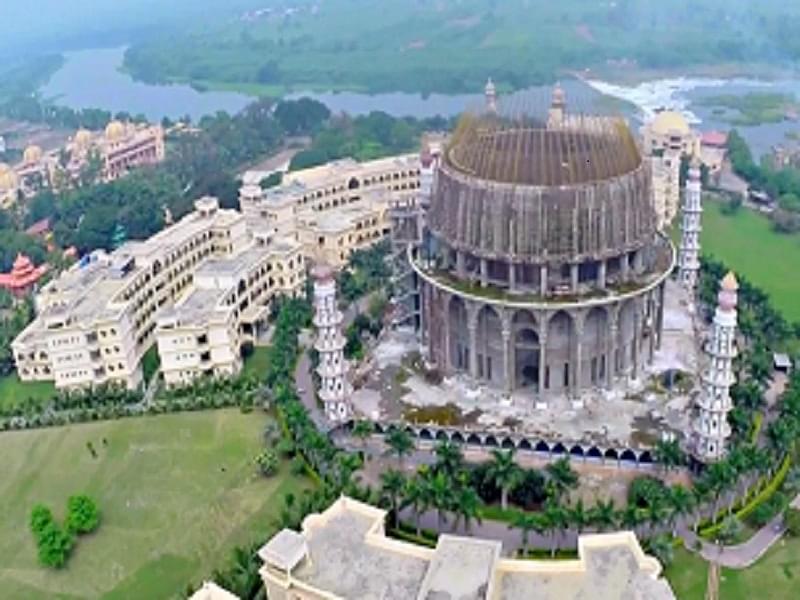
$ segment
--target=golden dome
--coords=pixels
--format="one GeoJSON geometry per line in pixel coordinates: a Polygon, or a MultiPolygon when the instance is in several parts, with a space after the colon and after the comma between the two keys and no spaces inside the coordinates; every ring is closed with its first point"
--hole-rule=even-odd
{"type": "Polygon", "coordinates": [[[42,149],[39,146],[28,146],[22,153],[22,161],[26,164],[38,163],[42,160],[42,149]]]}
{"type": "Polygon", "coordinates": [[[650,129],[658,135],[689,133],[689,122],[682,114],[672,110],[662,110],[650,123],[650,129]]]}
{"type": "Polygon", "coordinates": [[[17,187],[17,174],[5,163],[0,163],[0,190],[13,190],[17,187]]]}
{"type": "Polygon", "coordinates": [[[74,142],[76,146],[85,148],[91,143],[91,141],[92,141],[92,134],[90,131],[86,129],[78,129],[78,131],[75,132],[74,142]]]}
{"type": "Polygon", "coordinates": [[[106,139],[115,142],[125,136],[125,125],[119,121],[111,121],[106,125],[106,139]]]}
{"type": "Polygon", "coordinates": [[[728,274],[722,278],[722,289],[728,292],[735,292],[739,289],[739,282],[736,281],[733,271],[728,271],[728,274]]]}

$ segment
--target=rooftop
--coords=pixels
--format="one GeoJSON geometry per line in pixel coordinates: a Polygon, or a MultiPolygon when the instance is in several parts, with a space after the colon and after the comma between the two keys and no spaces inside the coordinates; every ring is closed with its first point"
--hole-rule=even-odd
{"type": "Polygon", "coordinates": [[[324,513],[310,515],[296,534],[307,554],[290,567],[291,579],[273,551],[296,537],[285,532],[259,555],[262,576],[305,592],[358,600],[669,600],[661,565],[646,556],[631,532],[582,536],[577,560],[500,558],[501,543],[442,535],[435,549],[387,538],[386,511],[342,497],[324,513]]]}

· · · · · · ·

• _Aim of the task_: From the records given above, reproduce all text exactly and exclude each picture.

• _Response for this exercise_:
$ segment
--target=golden dome
--coords=pixels
--format="one GeoJSON geometry per line in pixel coordinates: a Polygon, or a MultiPolygon when the instance is in several parts, with a space after the colon and after the comma between the two keys and no spaces inside the coordinates; every ring is closed with its first point"
--hole-rule=even-odd
{"type": "Polygon", "coordinates": [[[42,149],[39,146],[28,146],[22,153],[22,161],[26,164],[38,163],[42,160],[42,149]]]}
{"type": "Polygon", "coordinates": [[[650,129],[658,135],[689,133],[689,122],[682,114],[672,110],[662,110],[650,123],[650,129]]]}
{"type": "Polygon", "coordinates": [[[17,187],[17,174],[5,163],[0,163],[0,190],[13,190],[17,187]]]}
{"type": "Polygon", "coordinates": [[[74,142],[76,146],[85,148],[91,143],[91,141],[92,141],[92,134],[90,131],[86,129],[78,129],[78,131],[75,132],[74,142]]]}
{"type": "Polygon", "coordinates": [[[106,139],[115,142],[125,136],[125,125],[119,121],[111,121],[106,125],[106,139]]]}
{"type": "Polygon", "coordinates": [[[728,274],[722,278],[722,289],[728,292],[735,292],[739,289],[739,282],[736,281],[733,271],[728,271],[728,274]]]}

$ segment
--target=rooftop
--coords=pixels
--format="one GeoJSON geometry per line in pixel coordinates: a Polygon, or a MultiPolygon when the instance is in several parts, with a space after the colon and after the comma between the two keys and no spaces inside the coordinates; every ring is closed with its first point"
--hole-rule=even-odd
{"type": "Polygon", "coordinates": [[[324,513],[310,515],[296,534],[307,554],[290,567],[291,579],[273,551],[296,537],[285,532],[259,555],[262,576],[305,592],[358,600],[669,600],[661,565],[646,556],[631,532],[582,536],[577,560],[500,558],[501,543],[442,535],[435,549],[387,538],[386,511],[342,497],[324,513]]]}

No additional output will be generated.